CONSIGNE A -
Répondez à ces questions sur la chronique des cimetières protestants parisiens, plus bas :
(i) Dans quel lieu Louis XIV signe-t-il l'arrêt du 9 juillet 1685 ?
(ii) À cette époque, combien de cimetières servent à enterrer les protestants de Paris ?
(iii) À quel moment de la journée les ensevelissements devaient-ils avoir lieu au cimetière de la Trinité ?

TEXTE FOURNI -
Chronique historique : Petite histoire des cimetières protestants parisiens

Le 9 juillet 1685, dans le cadre des arrêts vexatoires qui pleuvent sur les protestants français depuis une vingtaine d'années et face au succès galopant des dragonnades, Louis XIV signe à Versailles un arrêt :

« portant défenses à ceux de la Religion Prétendue Réformée d’avoir des cimetières dans les villes, bourgs et lieux du royaume où il n’y aura plus d’exercice de ladite RPR. »

 

En interdisant aux protestants le droit d’avoir une sépulture digne, il ne leur reste que deux solutions : se convertir ou bien se faire inhumer clandestinement dans sa propriété ou sa cave.

 

A cette époque, à Paris, les protestants se font enterrer dans trois cimetières.

  • En mai 1576, la Paix de Monsieur mettant un terme à la cinquième guerre de religion, contenait, à l’article VI, la disposition suivante : « Que pour l’enterrement des morts de ladicte religion estans en notre dite ville de fauxbourgs de Paris, leur sera baillé le cimetière de la Trinité ». Le cimetière de la Trinité s’étendait au niveau du 135 de la rue Saint-Denis. La partie réservée aux protestants, du côté de l’actuel passage Basfour, fut alors séparée par une palissade en bois. Les ensevelissements devaient se tenir au crépuscule.

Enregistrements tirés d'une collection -
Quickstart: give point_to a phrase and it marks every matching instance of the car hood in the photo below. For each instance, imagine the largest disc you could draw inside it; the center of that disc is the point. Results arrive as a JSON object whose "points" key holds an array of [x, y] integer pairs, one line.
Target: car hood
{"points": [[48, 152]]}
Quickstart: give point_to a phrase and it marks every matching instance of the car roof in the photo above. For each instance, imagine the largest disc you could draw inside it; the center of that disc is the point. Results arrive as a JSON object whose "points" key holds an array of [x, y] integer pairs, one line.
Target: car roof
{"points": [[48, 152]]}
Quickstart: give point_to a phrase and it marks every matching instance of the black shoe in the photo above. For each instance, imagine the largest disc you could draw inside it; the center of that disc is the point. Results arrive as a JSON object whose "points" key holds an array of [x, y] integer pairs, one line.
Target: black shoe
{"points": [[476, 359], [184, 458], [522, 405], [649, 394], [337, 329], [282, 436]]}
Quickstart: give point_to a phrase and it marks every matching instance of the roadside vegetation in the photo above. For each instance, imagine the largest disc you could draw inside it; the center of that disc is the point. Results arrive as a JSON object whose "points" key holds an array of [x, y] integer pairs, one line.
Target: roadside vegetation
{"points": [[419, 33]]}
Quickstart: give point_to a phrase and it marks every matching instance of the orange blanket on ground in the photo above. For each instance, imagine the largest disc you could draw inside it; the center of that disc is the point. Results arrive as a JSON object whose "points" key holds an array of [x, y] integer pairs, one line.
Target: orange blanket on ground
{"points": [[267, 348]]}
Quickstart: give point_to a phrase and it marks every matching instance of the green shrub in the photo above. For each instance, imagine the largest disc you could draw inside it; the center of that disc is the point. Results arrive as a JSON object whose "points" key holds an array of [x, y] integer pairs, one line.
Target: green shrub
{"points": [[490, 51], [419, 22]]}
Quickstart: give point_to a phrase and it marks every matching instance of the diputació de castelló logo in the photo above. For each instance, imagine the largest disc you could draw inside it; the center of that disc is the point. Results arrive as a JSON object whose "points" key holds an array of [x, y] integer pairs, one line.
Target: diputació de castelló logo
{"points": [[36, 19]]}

CONSIGNE B - Dans les enregistrements ci-dessus, reportez tel quel tout ce qui va de la ligne contenant « of the green » jusqu'à la fin des enregistrements.

CORRIGÉ A -
(i) À Versailles.
(ii) Trois.
(iii) Au crépuscule.

CORRIGÉ B -
Quickstart: give point_to a phrase and it marks every matching instance of the green shrub in the photo above. For each instance, imagine the largest disc you could draw inside it; the center of that disc is the point. Results arrive as a JSON object whose "points" key holds an array of [x, y] integer pairs, one line.
Target: green shrub
{"points": [[490, 51], [419, 22]]}
Quickstart: give point_to a phrase and it marks every matching instance of the diputació de castelló logo in the photo above. For each instance, imagine the largest disc you could draw inside it; the center of that disc is the point. Results arrive as a JSON object whose "points" key holds an array of [x, y] integer pairs, one line.
Target: diputació de castelló logo
{"points": [[36, 19]]}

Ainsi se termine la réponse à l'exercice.